» **Work instructions**:
• A. Why does the stuffed mushrooms text say to line the baking tray with foil or baking paper? Answer in one to three sentences.
• B. Echo the part of the stuffed mushrooms text starting with "The recipe below" and going on through "to the top.".
• C. Put this sentence from the stuffed mushrooms text into Spanish: "Cook in the oven until the tops begin to brown and the mushrooms soften."
### Reading text ###
The English term, stuffed, seems much less desirable: it sounds crude and ordinary. In the last twenty years or so, the word has become the more acceptable term for the volgare, to fuck. ‘I’m stuffed, I can’t be stuffed, stuff it, get stuffed!’- are now quotidian versions of that vulgar form, but we all know what is indicated. How language evolves! I know that when I’m really annoyed, or sometimes even playful, I head straight to the ancient, Germanic sounding version, and don’t waste my time with stuffing or any grammatical forms thereof.
The recipe below makes an easy and fast entrée and is a good stand by.
Funghi Ripieni con Stracchino e Gremalata/ Stuffed Mushrooms with Stracchino and Gremolata.
8 large Portobello mushrooms, stems removed
½ cup Extra Virgin Olive Oil or more
¼ of one round of Stracchino cheese
1 cup day old breadcrumbs, sourdough or other rustic bread
2 teaspoons very finely chopped fresh rosemary
finely chopped fresh oregano
2 cloves of finely chopped garlic,or to taste.
Heat oven to 180c.
Lay mushrooms on lined baking tray. Use foil or baking paper as this enables the juice to be retained as the mushrooms cook. Fill the cavities with lumps of Stracchino cheese.
Mix the chopped herbs and garlic with half the breadcrumbs, wet a little with the oil. Add to the top of the cheese filled mushrooms. Add more crumbs to the top.
Using an oil pourer, liberally dress the top of the mushrooms with oil as well as around the base. You want some oil to reach under the mushrooms too.
Cook in the oven until the tops begin to brown and the mushrooms soften. The mushrooms will ooze some lovely juice. Serve two per person, drizzle with the juice from the pan and add a side salad of dressed bitter leaves such as radicchio.
Note- in the past I have tended to use fetta or even better, Persian fetta to stuff mushrooms, along with thyme and garlic in the topping. Stracchino cheese makes a nice change, given that it is a runny and very bland cheese, allowing the stronger tasting herbs to star.
Essere Come Prezzemolo is a handy Italian expression. It simply means to be like parsley, and is applied to people who turn up everywhere, or are always there. ( Steven Fry comes to mind ) Thank goodness parsley is always in my garden as it forms the backbone of many a meal. It flavours stock, is the main star in tabbouleh and it is sprinkled over many a dish, like confetti at a wedding, or a last blessing from the kitchen. This little salad always gets eaten first at any family gathering. The young wolves descend on it.It is an economical starter, especially if you grow parsley which is really like a weed. Serve this with another salad, some herbed olives and a tasty bread for lunch.
Mt Zero Biodynamic olives, warmed with oil, garlic and herbs.
### Material shown ###
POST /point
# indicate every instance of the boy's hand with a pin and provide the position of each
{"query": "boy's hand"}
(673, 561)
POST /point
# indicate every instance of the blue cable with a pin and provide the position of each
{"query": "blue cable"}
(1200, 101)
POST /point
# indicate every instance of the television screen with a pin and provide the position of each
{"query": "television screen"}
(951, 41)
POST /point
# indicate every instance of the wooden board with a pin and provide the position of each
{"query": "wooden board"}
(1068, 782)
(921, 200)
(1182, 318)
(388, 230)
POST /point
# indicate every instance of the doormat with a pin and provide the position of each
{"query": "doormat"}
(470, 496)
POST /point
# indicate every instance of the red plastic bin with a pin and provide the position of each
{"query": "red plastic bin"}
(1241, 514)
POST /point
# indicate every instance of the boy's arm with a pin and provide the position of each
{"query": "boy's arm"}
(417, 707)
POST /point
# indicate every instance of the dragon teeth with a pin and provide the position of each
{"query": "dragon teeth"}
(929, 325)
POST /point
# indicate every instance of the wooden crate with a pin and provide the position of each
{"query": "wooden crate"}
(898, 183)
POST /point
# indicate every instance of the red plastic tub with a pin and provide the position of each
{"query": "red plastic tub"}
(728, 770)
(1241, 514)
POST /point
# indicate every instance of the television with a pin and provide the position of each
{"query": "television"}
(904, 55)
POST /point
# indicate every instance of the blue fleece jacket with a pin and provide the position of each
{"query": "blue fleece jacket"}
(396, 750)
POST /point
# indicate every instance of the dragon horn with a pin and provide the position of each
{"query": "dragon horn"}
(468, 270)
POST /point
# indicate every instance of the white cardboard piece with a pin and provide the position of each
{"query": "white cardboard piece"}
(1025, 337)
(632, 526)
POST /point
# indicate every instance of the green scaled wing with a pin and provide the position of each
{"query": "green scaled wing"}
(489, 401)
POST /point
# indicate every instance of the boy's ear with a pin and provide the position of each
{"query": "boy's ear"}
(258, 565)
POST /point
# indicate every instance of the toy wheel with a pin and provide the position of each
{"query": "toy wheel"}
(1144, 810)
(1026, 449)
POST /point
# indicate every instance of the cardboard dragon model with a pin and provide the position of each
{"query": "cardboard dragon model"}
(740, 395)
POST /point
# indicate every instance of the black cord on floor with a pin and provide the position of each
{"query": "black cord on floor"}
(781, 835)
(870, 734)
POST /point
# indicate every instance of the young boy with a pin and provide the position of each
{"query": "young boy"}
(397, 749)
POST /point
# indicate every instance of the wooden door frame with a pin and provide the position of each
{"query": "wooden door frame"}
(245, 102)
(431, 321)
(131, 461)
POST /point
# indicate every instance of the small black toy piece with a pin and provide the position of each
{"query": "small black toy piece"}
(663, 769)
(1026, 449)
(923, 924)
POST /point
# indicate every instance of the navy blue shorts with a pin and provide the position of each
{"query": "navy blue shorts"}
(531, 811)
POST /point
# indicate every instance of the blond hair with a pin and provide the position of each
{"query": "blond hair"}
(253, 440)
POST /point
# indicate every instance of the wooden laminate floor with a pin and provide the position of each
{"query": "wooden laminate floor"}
###
» **Results in order**:
• A. Lining the tray with foil or baking paper keeps the juice in the tray while the mushrooms cook.

• B.
The recipe below makes an easy and fast entrée and is a good stand by.
Funghi Ripieni con Stracchino e Gremalata/ Stuffed Mushrooms with Stracchino and Gremolata.
8 large Portobello mushrooms, stems removed
½ cup Extra Virgin Olive Oil or more
¼ of one round of Stracchino cheese
1 cup day old breadcrumbs, sourdough or other rustic bread
2 teaspoons very finely chopped fresh rosemary
finely chopped fresh oregano
2 cloves of finely chopped garlic,or to taste.
Heat oven to 180c.
Lay mushrooms on lined baking tray. Use foil or baking paper as this enables the juice to be retained as the mushrooms cook. Fill the cavities with lumps of Stracchino cheese.
Mix the chopped herbs and garlic with half the breadcrumbs, wet a little with the oil. Add to the top of the cheese filled mushrooms. Add more crumbs to the top.

• C. Cocine en el horno hasta que la parte de arriba empiece a dorarse y los champiñones se ablanden.